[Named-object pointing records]
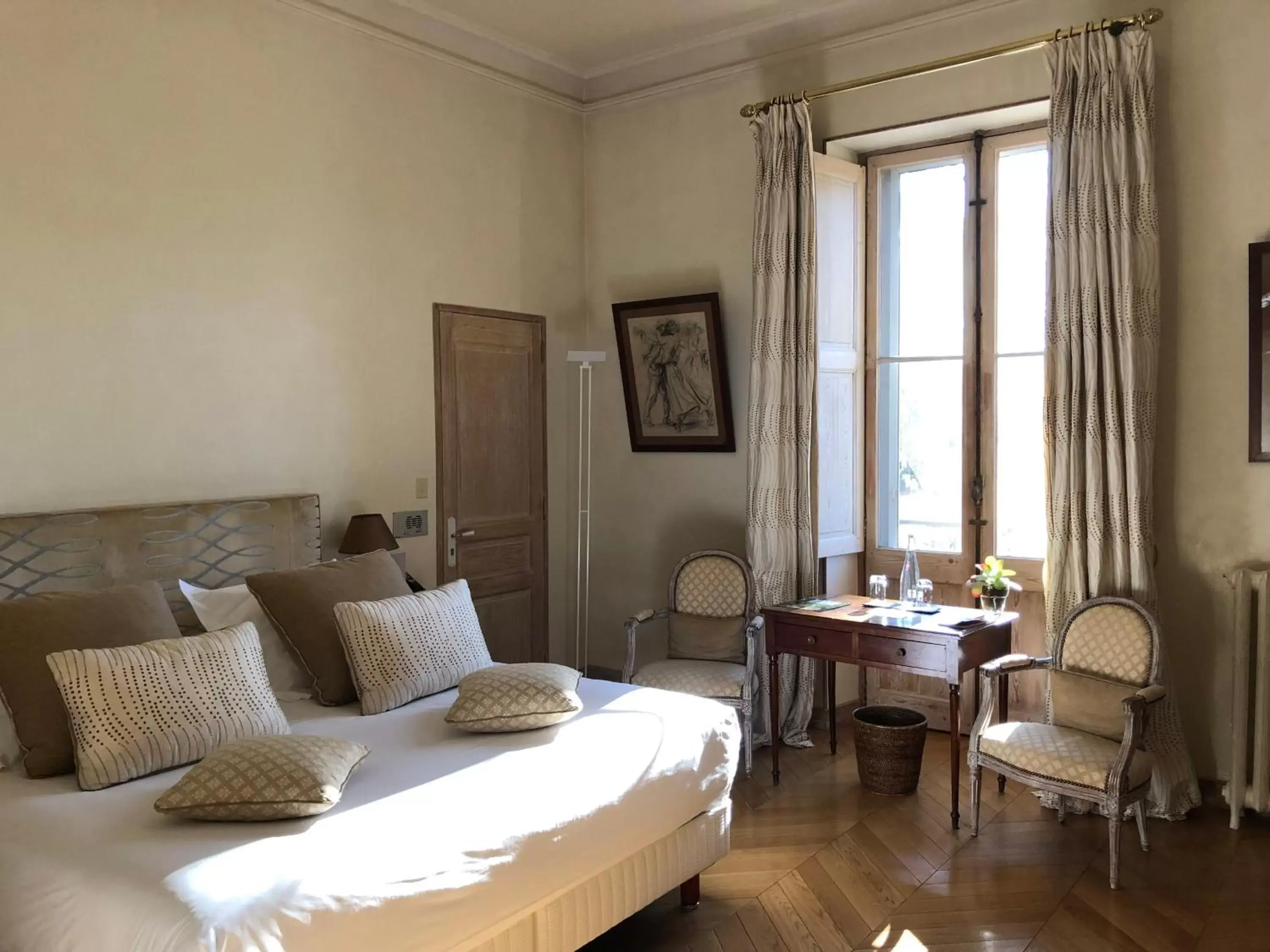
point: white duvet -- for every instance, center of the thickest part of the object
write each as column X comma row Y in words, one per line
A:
column 442, row 838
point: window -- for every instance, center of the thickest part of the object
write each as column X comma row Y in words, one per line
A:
column 840, row 204
column 957, row 482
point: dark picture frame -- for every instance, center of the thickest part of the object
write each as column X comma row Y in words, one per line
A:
column 1259, row 352
column 675, row 375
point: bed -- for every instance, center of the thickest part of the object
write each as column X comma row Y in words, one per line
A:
column 444, row 841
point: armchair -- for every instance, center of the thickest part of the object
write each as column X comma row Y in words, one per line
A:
column 714, row 629
column 1103, row 685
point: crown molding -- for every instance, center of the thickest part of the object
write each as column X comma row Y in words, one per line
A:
column 420, row 27
column 455, row 45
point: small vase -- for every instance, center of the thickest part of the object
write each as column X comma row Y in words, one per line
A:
column 994, row 603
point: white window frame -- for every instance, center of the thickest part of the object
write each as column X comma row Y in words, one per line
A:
column 841, row 442
column 945, row 568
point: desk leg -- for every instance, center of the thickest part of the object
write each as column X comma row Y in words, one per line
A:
column 831, row 678
column 774, row 724
column 955, row 748
column 1004, row 688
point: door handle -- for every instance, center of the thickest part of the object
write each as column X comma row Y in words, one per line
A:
column 453, row 534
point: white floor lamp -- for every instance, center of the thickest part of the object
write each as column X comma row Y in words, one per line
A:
column 582, row 598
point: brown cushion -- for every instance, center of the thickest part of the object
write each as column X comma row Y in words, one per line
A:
column 301, row 605
column 705, row 639
column 33, row 627
column 1088, row 704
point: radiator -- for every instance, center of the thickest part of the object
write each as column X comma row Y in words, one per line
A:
column 1250, row 696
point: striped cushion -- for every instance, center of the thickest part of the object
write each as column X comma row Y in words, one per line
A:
column 402, row 649
column 144, row 709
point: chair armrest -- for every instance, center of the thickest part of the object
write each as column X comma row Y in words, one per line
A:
column 1152, row 693
column 1013, row 663
column 632, row 630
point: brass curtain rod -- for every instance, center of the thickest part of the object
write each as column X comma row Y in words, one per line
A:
column 1152, row 14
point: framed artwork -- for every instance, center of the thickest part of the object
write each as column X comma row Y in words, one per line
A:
column 1259, row 352
column 675, row 375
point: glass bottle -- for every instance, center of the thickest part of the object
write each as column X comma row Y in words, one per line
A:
column 910, row 574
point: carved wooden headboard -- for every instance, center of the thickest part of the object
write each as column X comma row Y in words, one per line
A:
column 211, row 544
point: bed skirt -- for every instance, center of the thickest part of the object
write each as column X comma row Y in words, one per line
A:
column 574, row 917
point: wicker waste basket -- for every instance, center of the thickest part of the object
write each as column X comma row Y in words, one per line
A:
column 889, row 743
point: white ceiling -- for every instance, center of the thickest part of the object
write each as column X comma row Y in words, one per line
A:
column 594, row 51
column 595, row 36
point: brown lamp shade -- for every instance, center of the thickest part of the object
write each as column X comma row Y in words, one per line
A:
column 367, row 534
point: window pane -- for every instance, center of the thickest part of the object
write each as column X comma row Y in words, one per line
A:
column 1020, row 457
column 920, row 455
column 922, row 261
column 1023, row 196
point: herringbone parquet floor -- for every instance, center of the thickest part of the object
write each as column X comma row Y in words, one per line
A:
column 818, row 865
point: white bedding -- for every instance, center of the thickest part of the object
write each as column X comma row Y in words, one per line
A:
column 442, row 838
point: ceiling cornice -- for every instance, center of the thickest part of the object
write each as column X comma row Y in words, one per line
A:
column 417, row 26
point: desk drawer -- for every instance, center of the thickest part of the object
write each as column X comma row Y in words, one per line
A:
column 901, row 652
column 816, row 641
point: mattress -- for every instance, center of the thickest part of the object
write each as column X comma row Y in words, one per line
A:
column 442, row 838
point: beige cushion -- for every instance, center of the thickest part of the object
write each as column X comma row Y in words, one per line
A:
column 402, row 649
column 1061, row 754
column 1109, row 641
column 707, row 639
column 516, row 697
column 266, row 779
column 710, row 586
column 701, row 678
column 143, row 709
column 33, row 626
column 300, row 605
column 1089, row 704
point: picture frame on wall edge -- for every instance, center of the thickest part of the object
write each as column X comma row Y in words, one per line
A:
column 675, row 375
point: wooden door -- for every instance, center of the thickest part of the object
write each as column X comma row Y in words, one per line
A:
column 492, row 471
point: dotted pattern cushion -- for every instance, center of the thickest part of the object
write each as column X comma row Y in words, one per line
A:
column 516, row 697
column 710, row 586
column 1109, row 641
column 267, row 779
column 1061, row 754
column 407, row 648
column 700, row 678
column 144, row 709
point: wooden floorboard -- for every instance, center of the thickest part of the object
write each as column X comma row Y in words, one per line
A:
column 821, row 865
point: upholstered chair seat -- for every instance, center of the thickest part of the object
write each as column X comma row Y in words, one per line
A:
column 713, row 630
column 1051, row 753
column 717, row 680
column 1102, row 687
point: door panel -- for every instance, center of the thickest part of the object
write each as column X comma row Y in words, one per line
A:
column 492, row 471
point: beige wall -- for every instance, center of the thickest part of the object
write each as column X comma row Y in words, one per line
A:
column 224, row 229
column 668, row 211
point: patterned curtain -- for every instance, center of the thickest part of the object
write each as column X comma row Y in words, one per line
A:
column 780, row 512
column 1102, row 355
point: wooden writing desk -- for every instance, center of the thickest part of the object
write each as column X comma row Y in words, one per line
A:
column 914, row 644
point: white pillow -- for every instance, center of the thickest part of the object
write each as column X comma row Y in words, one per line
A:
column 406, row 648
column 144, row 709
column 235, row 605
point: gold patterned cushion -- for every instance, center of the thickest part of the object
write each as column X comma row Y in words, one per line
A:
column 705, row 639
column 516, row 697
column 1088, row 704
column 266, row 779
column 701, row 678
column 1061, row 754
column 1109, row 641
column 710, row 586
column 143, row 709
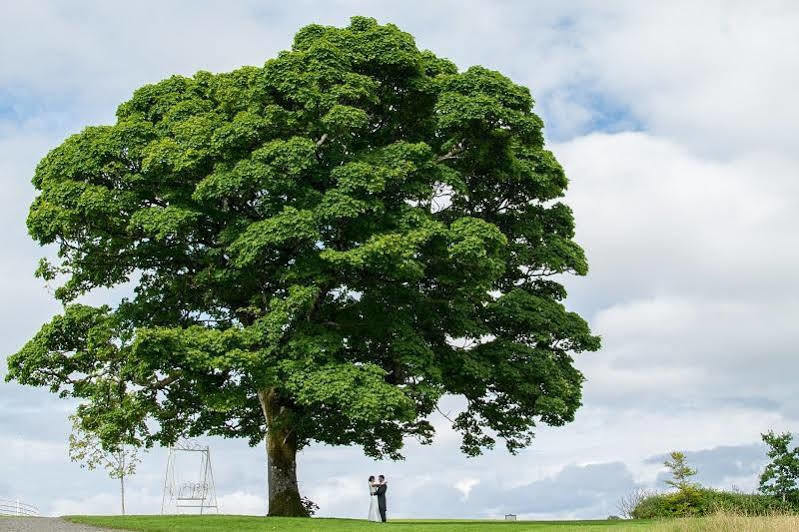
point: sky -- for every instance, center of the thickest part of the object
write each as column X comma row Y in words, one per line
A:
column 676, row 124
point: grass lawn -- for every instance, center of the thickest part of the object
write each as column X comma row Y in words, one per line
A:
column 195, row 523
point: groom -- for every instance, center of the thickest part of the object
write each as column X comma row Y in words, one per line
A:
column 381, row 497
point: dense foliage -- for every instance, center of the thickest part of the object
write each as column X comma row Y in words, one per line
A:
column 780, row 478
column 320, row 249
column 695, row 501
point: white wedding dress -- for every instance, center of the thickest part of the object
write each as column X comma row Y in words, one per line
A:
column 374, row 512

• [Task objective]: Set the entries down again exactly. Do not include the images.

• [Task solution]:
point: white duvet -- for every instance, center of the thickest part of the object
write each as column X comma row Y in words, one per line
A:
column 442, row 838
point: window -- for every instance, center of the thickest part of the object
write each as column X comma row Y in words, one per line
A:
column 840, row 204
column 957, row 482
point: dark picture frame -- for every instance, center of the thickest part of the object
write each as column X comma row Y in words, one per line
A:
column 1259, row 352
column 675, row 375
point: bed -- for every instance, center of the thickest part of the object
write each as column X comma row Y in words, one per line
A:
column 444, row 841
point: armchair -- for every instance, center of the thickest part of the object
write each as column X comma row Y in words, one per line
A:
column 714, row 629
column 1103, row 685
point: crown molding -- for every instance, center of the thickest part of the object
write each as column X comma row Y in words, one per line
A:
column 420, row 27
column 455, row 45
point: small vase -- for every instance, center of the thickest part of the object
write each as column X comma row Y in words, one per line
A:
column 994, row 603
point: white window frame -- for every instance, center of the thickest part of the object
write each as column X comma row Y in words, one per line
A:
column 841, row 442
column 945, row 568
point: desk leg -- for every instance, center of the thickest part of the object
write each as column X comma row Y in words, one per line
A:
column 831, row 678
column 774, row 724
column 955, row 748
column 1004, row 688
point: door handle -- for every instance, center of the thickest part of the object
write each as column X comma row Y in words, one per line
A:
column 453, row 534
point: white floor lamp -- for every instance, center of the thickest part of the object
write each as column X comma row Y in words, one per line
A:
column 582, row 598
point: brown cushion -- for every instance, center of the thickest part of the object
write each as column X comma row Y in words, one per line
A:
column 301, row 605
column 705, row 639
column 33, row 627
column 1088, row 704
point: radiator -- for every instance, center of the thickest part of the object
write each as column X comma row Y in words, one per line
A:
column 1250, row 696
point: striped cushion -- for every instance, center of the thickest part of the object
write each as column X comma row Y in words, one per line
A:
column 402, row 649
column 144, row 709
point: chair armrest -- for every instance, center of the thickest part of the object
write each as column X comma row Y in words, one per line
A:
column 1152, row 693
column 1013, row 663
column 632, row 630
point: brass curtain rod -- for every instance, center of the thickest part of the object
write each as column X comma row Y in words, one per line
A:
column 1152, row 14
point: framed artwork -- for every instance, center of the thickest part of the object
write each as column X comma row Y in words, one per line
A:
column 1259, row 352
column 675, row 375
point: glass bottle -- for every instance, center of the thickest part of the object
write each as column X comma row Y in words, one per line
A:
column 910, row 574
point: carved wooden headboard -- for every instance, center of the thickest part of the object
write each as column X comma row Y in words, one per line
A:
column 211, row 544
point: bed skirt -- for every instance, center of the thickest part of the object
write each as column X comma row Y in words, one per line
A:
column 574, row 917
point: wicker waste basket -- for every instance, center of the thickest part of the object
write each as column X comma row Y in words, one per line
A:
column 889, row 743
point: white ceiling -- for every instance, center of the thickest part of the object
write each as column X comma row Y in words, one per line
A:
column 594, row 51
column 595, row 36
point: brown lamp shade -- for every instance, center of the thickest part of the object
write each as column X comma row Y in words, one per line
A:
column 367, row 534
point: window pane -- for every instance, center of the thickest part of the object
write each as column X comma row Y in words, one per line
A:
column 1020, row 457
column 920, row 455
column 922, row 261
column 1023, row 196
point: herringbone parquet floor -- for every instance, center of the thickest part of the object
write each as column X comma row Y in words, one per line
A:
column 818, row 865
point: white bedding -- for every instance, center of the thickest part of the object
write each as column X comma row Y in words, one per line
A:
column 442, row 838
point: ceiling cornice -- for every instance, center of the thickest part of the object
write each as column X comma row Y in words, one per line
A:
column 417, row 26
point: desk drawer -- for every instance, center of the thickest part of the object
write each as column X comma row Y in words, one per line
A:
column 901, row 652
column 816, row 641
point: mattress -- for every instance, center of the thickest part of the object
write each as column X comma row Y in words, one per line
A:
column 442, row 838
point: beige cushion -- for every instance, center of the thickest part of the object
write each as column X comma row Y in words, one per line
A:
column 402, row 649
column 1061, row 754
column 1109, row 641
column 707, row 639
column 516, row 697
column 266, row 779
column 710, row 586
column 701, row 678
column 143, row 709
column 33, row 626
column 300, row 605
column 1089, row 704
point: picture frame on wall edge -- for every instance, center of the thickest part of the object
write each as column X comma row Y in words, one per line
A:
column 675, row 375
point: wooden door -- for every instance, center of the thickest part of the object
write each as column X comma row Y in words, one per line
A:
column 492, row 471
point: dotted pattern cushion -- for every instance, center of the thickest part of the object
write each as column X comma row Y in words, one per line
A:
column 516, row 697
column 710, row 586
column 1109, row 641
column 267, row 779
column 1061, row 754
column 407, row 648
column 700, row 678
column 144, row 709
point: wooden floorboard -- for every instance, center of the thickest part of the object
write each as column X comma row Y in words, one per line
A:
column 821, row 865
point: upholstered chair seat -- for every instance, center of the thickest part of the object
write each as column X comma row Y in words, one per line
A:
column 713, row 630
column 1051, row 753
column 717, row 680
column 1102, row 687
point: door panel -- for every instance, center of the thickest part of the object
write each as column X comma row Y in words, one per line
A:
column 492, row 471
point: beige wall -- for every instance, center of the thickest part of the object
write each as column X comma row Y in words, one per line
A:
column 224, row 229
column 668, row 211
point: patterned curtain -- for every instance, center of the thickest part of the object
write each as column X comma row Y in words, one per line
A:
column 780, row 512
column 1102, row 355
point: wooden writing desk -- for every instance, center of the thickest part of the object
write each as column X comma row Y in words, one per line
A:
column 914, row 644
point: white pillow -- for every instance, center of the thickest part of the object
write each as column X comma row Y in words, one per line
A:
column 406, row 648
column 144, row 709
column 235, row 605
point: gold patterned cushion -- for every instance, center of the thickest part of the object
write each as column X comma row Y in words, one per line
A:
column 705, row 639
column 516, row 697
column 1088, row 704
column 266, row 779
column 701, row 678
column 1061, row 754
column 1109, row 641
column 710, row 586
column 143, row 709
point: sky -- for every instance, center of the thickest part of the object
write each as column X comma row Y in words, one per line
A:
column 676, row 124
point: grass lawn -- for every instance, center of the thickest part of the object
write each as column X comma row Y in words, one per line
A:
column 195, row 523
point: groom -- for every instance, center of the thickest part of the object
write each as column X comma row Y in words, one per line
A:
column 381, row 497
point: dense foliage -- for every instance, center of the thickest part of the object
write each as column X comma row Y in words, one per line
A:
column 780, row 478
column 320, row 249
column 695, row 501
point: white wedding dress -- for every instance, center of the thickest part of the object
write each as column X comma row Y in words, one per line
A:
column 374, row 512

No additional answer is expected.